Text passage.
Description to Rhine/Rhein

The Rhine and some of its tributaries such as the Main, Nahe and Neckar rivers are particularly important in Germany when it comes to viticulture. This is because the majority of German vineyards are located on the sometimes steep slopes of these rivers in 10 (out of 13) directly neighbouring or nearby German wine-growing regions. The importance of the river is also emphasised by the fact that the most important German grape variety Riesling is often called Rheinriesling. Like all bodies of water, the Rhine has a positive effect on viticulture or creates the conditions for it by forming valley slopes. The 1,233 km long river, 857 km of which are in Germany, is formed from two headwaters in the canton of Graubünden in the Swiss Alps.

Directive 1.
Please turn the stretch of the records from the line that contains "locate the vintage" through the line that contains "[[97, 359, 869, 961]]" into a numbered list, leaving out blank lines.
The Rhine passage has no connection to the records that come next.

Provided information.

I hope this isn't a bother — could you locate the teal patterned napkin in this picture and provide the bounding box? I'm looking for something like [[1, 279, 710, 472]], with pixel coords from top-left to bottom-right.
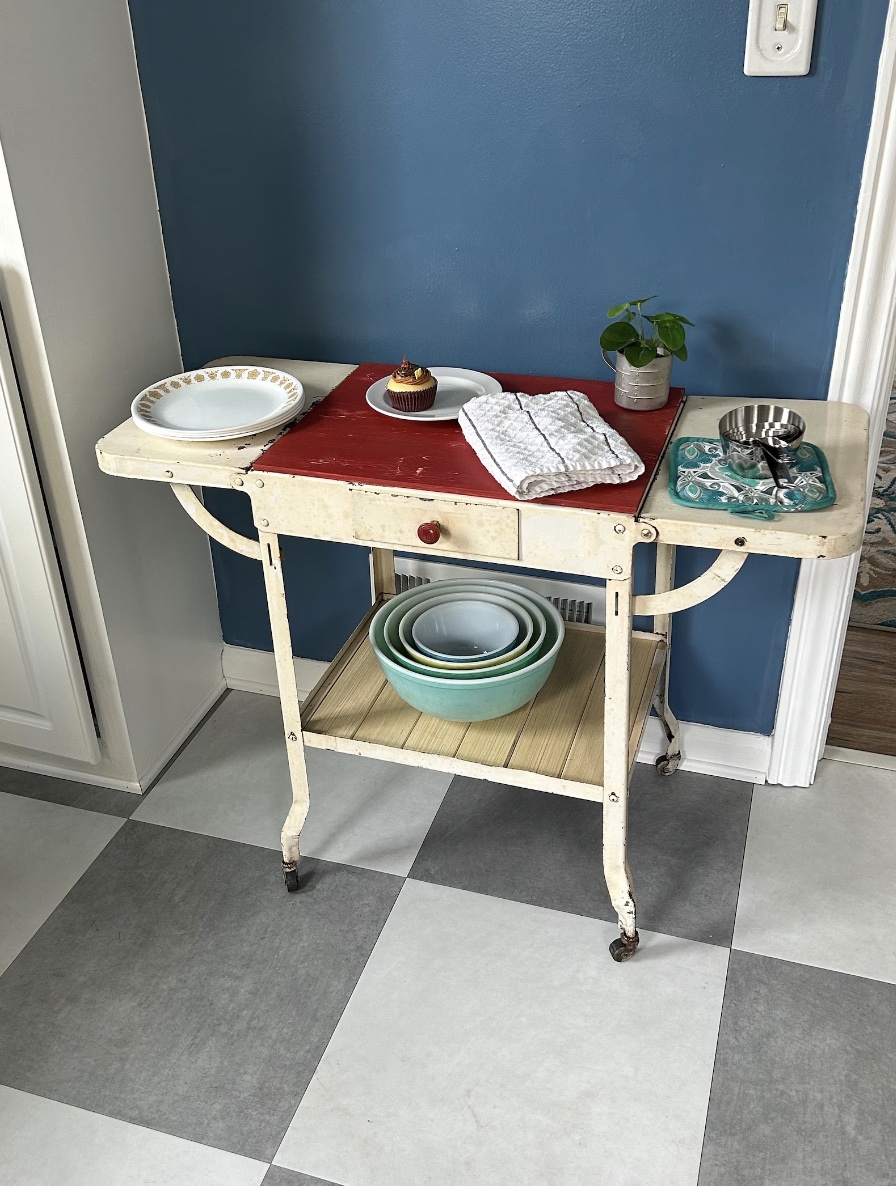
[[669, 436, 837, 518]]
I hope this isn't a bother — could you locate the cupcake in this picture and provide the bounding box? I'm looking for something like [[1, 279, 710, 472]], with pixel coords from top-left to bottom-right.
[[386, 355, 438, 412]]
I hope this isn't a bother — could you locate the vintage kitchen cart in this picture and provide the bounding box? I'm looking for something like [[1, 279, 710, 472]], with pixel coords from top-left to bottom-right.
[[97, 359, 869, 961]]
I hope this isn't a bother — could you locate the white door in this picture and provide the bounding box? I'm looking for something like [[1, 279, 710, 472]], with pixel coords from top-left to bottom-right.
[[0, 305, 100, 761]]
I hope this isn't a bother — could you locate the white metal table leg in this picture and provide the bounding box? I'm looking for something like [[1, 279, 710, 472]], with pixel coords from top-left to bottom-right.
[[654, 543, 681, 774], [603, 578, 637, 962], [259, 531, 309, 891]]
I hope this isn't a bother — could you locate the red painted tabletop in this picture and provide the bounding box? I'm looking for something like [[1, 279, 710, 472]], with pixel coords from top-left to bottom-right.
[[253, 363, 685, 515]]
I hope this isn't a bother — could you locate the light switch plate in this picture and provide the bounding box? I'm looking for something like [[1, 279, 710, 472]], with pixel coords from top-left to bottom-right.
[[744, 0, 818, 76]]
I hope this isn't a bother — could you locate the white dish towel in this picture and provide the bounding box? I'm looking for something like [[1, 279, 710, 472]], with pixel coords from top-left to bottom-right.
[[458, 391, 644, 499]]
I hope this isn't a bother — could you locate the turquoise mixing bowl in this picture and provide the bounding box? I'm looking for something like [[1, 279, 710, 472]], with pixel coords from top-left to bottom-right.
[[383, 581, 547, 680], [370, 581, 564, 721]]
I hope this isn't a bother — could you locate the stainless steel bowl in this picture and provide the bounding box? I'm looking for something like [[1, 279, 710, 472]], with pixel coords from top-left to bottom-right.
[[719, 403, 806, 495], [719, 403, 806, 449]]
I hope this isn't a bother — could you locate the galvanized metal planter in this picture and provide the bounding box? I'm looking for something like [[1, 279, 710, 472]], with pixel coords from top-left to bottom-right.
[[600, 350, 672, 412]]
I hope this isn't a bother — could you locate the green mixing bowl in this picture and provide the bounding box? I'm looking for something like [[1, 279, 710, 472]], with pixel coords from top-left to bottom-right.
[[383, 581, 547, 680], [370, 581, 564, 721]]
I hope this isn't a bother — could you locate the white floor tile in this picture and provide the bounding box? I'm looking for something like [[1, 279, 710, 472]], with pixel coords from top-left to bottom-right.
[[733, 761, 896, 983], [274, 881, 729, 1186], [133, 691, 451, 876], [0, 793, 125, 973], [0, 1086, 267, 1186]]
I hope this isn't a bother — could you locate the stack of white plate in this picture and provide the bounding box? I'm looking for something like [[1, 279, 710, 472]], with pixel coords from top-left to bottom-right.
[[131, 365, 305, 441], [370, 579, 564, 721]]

Directive 2.
According to the Rhine passage, how many kilometers of the river lie in Germany?

Written reply 1.
1. I hope this isn't a bother — could you locate the vintage kitchen cart in this picture and provide the bounding box? I'm looking for something like [[1, 279, 710, 472]], with pixel coords from top-left to bottom-right.
2. [[97, 359, 869, 961]]

Written reply 2.
857 km